-------- TEXTO FORNECIDO
Sustentabilidade

INCENTIVOS FISCAIS PARA EMISSÃO DE GREEN BONDS ESTIMULA MECANISMOS DE SUSTENTABILIDADE

Acompanhando o movimento “Finanças Verdes”, estão sendo identificados, a nível mundial, emissões de títulos de sustentabilidade (títulos verdes e títulos sociais). Os denominados “Títulos Verdes” (“Green Bonds” e “Social Bonds”) têm a natureza de instrumentos de renda fixa, com objetivo de captar recursos a serem utilizados em projetos que criem impactos ambientais e sociais positivos.

Os Títulos Verdes constituem importante inovação na modalidade de instrumentos financeiros adotados pelo mercado internacional, especialmente nas últimas duas décadas, com o objetivo de incentivar o financiamento de projetos e investimentos com viés socioambientais e/ou climáticos.

No Brasil, o tema em tela já vem sendo debatido desde o início dos anos 2000, quando a B3 criou o índice de sustentabilidade empresarial (ISE), posteriormente, em 2010, ao criar o Índice Carbono Eficiente (ICO2) e em setembro de 2020, quando criou o Índice ESG, indexador que se soma ao ISE e ICO2 para trazer ao mercado uma nova opção de investimento em empresas sustentáveis. Na mesma esteira, recentemente, a dimensão Sustentabilidade foi incluída pelo Banco Central na sua Agenda BC#.
----------------
-------- DADOS REGISTRADOS
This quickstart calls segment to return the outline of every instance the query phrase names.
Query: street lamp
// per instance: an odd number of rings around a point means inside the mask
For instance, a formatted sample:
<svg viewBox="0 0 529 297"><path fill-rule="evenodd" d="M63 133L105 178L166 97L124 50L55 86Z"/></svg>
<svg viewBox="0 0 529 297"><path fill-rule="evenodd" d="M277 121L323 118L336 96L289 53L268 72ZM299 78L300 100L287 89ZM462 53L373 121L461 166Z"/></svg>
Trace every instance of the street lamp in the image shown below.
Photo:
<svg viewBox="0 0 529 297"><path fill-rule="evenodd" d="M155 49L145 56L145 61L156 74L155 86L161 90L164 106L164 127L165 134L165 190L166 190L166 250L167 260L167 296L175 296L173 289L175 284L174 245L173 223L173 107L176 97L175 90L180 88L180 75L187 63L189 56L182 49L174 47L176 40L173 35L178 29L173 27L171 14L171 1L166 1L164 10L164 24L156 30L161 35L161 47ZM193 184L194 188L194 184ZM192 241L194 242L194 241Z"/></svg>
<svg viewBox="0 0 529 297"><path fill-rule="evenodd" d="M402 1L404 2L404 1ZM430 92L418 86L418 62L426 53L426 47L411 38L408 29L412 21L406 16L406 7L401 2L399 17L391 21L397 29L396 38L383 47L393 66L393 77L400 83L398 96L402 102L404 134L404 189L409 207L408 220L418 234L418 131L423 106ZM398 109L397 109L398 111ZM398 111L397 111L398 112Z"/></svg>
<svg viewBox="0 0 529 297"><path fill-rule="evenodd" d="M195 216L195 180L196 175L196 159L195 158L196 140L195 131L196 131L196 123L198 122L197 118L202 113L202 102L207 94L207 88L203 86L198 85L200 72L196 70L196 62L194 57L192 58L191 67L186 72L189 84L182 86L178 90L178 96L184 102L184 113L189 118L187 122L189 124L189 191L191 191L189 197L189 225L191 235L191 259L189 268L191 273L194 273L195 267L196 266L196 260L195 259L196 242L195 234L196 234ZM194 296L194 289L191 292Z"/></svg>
----------------
→ **INSTRUÇÕES DA TAREFA**
No texto sobre títulos verdes, explique por que a B3 criou o Índice ESG em setembro de 2020. Responda em uma ou duas frases.

→ **RESPOSTA DO EXERCÍCIO**
A B3 criou o Índice ESG para trazer ao mercado uma nova opção de investimento em empresas sustentáveis. Esse indexador se soma ao ISE e ao ICO2.